Report each line of the records below that contains the word "shoulder", copying every such line in full. Matching is case-sensitive.

Material provided:
[start]

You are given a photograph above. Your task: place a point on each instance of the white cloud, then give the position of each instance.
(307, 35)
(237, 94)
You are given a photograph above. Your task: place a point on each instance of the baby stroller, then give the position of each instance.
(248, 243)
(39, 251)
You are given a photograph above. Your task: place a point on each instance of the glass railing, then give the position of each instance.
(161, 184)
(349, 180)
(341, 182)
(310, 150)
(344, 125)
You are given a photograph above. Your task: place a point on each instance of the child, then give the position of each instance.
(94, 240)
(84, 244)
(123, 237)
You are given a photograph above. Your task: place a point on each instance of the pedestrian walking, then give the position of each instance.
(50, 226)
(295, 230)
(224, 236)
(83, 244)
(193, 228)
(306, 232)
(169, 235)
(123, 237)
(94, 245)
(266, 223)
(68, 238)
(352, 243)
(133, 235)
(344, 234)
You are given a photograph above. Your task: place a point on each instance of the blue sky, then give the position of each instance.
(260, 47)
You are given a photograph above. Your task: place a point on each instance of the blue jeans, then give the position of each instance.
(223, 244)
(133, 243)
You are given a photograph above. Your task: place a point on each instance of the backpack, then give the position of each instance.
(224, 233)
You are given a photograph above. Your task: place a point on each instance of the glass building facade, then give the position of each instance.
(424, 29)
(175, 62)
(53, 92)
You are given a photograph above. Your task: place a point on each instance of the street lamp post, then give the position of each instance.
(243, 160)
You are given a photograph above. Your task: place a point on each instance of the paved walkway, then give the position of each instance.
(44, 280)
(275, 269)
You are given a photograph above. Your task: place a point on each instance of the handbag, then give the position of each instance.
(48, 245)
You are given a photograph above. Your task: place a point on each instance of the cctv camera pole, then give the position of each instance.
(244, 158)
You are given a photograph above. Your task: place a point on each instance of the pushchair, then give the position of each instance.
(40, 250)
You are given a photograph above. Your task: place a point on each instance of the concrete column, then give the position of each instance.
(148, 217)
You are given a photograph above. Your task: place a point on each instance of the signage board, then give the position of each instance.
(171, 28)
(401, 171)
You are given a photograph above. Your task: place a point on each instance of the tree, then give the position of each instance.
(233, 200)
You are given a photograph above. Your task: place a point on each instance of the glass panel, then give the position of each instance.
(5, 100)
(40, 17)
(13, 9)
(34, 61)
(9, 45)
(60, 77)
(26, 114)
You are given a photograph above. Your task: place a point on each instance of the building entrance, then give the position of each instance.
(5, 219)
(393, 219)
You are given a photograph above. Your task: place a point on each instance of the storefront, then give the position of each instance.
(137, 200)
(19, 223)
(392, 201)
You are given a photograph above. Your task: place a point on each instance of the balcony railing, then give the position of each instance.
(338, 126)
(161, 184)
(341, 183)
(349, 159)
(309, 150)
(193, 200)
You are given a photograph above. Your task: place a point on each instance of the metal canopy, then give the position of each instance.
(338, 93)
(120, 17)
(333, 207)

[end]
[start]

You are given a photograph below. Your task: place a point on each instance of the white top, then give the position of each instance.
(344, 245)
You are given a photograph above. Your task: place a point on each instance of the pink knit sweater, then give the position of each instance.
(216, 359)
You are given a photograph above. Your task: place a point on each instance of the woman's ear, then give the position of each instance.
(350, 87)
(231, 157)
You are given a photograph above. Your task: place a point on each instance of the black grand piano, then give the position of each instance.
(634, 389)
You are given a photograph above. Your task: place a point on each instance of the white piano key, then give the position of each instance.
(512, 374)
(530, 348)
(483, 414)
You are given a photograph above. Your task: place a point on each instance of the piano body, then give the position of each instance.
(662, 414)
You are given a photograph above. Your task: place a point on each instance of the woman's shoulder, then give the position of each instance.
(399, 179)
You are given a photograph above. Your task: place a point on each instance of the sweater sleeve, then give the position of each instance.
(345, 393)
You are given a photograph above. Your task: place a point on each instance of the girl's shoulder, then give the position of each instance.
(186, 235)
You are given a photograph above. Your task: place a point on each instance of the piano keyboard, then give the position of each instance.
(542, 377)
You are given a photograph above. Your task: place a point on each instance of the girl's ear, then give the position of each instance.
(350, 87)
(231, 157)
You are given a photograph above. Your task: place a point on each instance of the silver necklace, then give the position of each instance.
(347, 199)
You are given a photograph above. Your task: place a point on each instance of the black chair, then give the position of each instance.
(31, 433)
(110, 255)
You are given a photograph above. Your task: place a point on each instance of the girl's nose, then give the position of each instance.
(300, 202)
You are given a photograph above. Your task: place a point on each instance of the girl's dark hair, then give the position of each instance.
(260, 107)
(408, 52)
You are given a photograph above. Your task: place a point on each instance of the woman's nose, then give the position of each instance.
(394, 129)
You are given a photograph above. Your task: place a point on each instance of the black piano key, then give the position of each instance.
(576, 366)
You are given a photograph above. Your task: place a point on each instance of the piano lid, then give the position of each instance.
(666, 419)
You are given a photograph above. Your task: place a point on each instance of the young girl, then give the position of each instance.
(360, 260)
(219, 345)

[end]

Solution for this task:
You are given a photograph above. Your task: place a point on each instance of the woman's shoulder, then give the position of each instance.
You are given a photograph above. Your task: place a point on each instance of the girl's shoulder, then give the position of each instance.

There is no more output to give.